(Goal of the exercise) Please print every line from the one containing "Would you kindly indicate the red" through the last line of the records below, exactly as written and nothing more.

[Opening Source material section]

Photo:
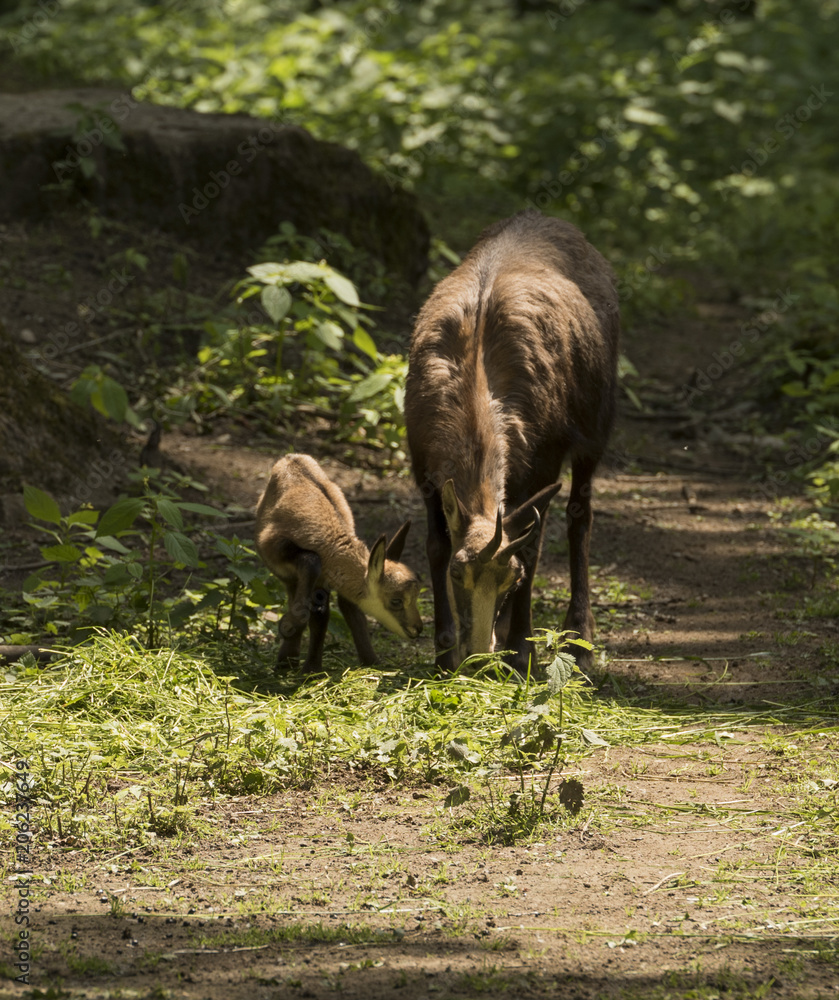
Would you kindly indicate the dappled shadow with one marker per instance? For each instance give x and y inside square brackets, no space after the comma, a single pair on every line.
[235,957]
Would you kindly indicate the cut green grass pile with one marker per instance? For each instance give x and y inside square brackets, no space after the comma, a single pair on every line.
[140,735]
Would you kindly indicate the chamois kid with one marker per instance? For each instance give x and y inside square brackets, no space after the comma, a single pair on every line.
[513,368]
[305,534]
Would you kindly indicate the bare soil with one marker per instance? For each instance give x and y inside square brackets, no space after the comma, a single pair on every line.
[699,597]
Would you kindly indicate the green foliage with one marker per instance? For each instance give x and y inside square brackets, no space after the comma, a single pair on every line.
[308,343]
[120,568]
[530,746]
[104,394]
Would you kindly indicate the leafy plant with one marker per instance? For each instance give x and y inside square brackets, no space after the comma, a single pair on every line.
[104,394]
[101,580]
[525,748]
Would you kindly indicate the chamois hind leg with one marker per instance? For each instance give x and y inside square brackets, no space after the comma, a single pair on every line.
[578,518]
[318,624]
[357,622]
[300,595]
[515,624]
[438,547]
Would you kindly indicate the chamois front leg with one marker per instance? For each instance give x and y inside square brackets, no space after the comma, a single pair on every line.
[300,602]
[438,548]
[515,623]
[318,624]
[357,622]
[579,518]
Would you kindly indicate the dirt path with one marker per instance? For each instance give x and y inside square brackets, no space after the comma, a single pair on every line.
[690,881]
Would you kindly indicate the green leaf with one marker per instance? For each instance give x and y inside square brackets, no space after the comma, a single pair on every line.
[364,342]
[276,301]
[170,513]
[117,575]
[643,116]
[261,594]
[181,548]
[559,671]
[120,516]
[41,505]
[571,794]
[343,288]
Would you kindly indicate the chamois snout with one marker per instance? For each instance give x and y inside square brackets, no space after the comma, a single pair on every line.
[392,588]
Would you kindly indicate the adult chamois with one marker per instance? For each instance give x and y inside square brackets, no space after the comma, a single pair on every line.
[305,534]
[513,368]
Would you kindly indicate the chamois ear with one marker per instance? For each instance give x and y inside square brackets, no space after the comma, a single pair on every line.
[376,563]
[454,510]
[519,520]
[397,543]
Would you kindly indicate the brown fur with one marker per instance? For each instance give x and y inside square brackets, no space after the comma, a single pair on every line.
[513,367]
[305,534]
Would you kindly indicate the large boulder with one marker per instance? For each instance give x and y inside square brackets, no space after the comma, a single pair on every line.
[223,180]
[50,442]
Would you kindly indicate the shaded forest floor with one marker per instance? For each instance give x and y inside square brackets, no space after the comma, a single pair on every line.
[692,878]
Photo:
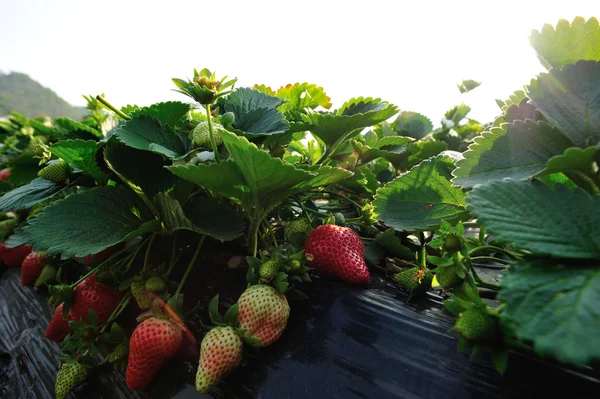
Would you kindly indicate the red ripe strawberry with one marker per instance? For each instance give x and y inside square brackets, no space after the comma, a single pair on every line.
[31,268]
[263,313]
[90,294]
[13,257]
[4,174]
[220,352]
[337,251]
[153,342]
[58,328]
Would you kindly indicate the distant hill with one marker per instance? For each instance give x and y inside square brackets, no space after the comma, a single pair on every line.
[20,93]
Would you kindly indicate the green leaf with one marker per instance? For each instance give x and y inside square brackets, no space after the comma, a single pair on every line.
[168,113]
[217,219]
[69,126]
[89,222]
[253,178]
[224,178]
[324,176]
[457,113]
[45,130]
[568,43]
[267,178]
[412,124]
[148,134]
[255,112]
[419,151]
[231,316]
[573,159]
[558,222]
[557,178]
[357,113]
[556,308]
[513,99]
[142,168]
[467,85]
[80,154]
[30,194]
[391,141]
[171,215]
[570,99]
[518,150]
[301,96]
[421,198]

[Closing Source material section]

(Reply)
Would you kindly indicate the red ripe strawberry with one marker per instance? For each instance give x and y inside square brackets, no space after the comma, a single pair on every line.
[31,268]
[263,313]
[90,294]
[13,257]
[4,174]
[220,352]
[337,251]
[153,342]
[58,328]
Would you kindly indicate the distant hill with one marker per instance? For each instance give x and y inside square brackets, no space after the comma, a single pair on every line.
[20,93]
Would you kindly indicate the green leaf with one marker per instance? For each instance give x and y inside square brackets, no space after the comma, a single pair on every line.
[168,113]
[217,219]
[69,126]
[89,222]
[253,178]
[224,178]
[324,176]
[457,113]
[45,130]
[568,43]
[267,178]
[412,124]
[148,134]
[255,112]
[419,151]
[231,316]
[573,159]
[558,222]
[557,178]
[357,113]
[556,308]
[513,99]
[142,168]
[467,85]
[80,154]
[30,194]
[391,141]
[171,215]
[570,99]
[518,150]
[301,96]
[421,198]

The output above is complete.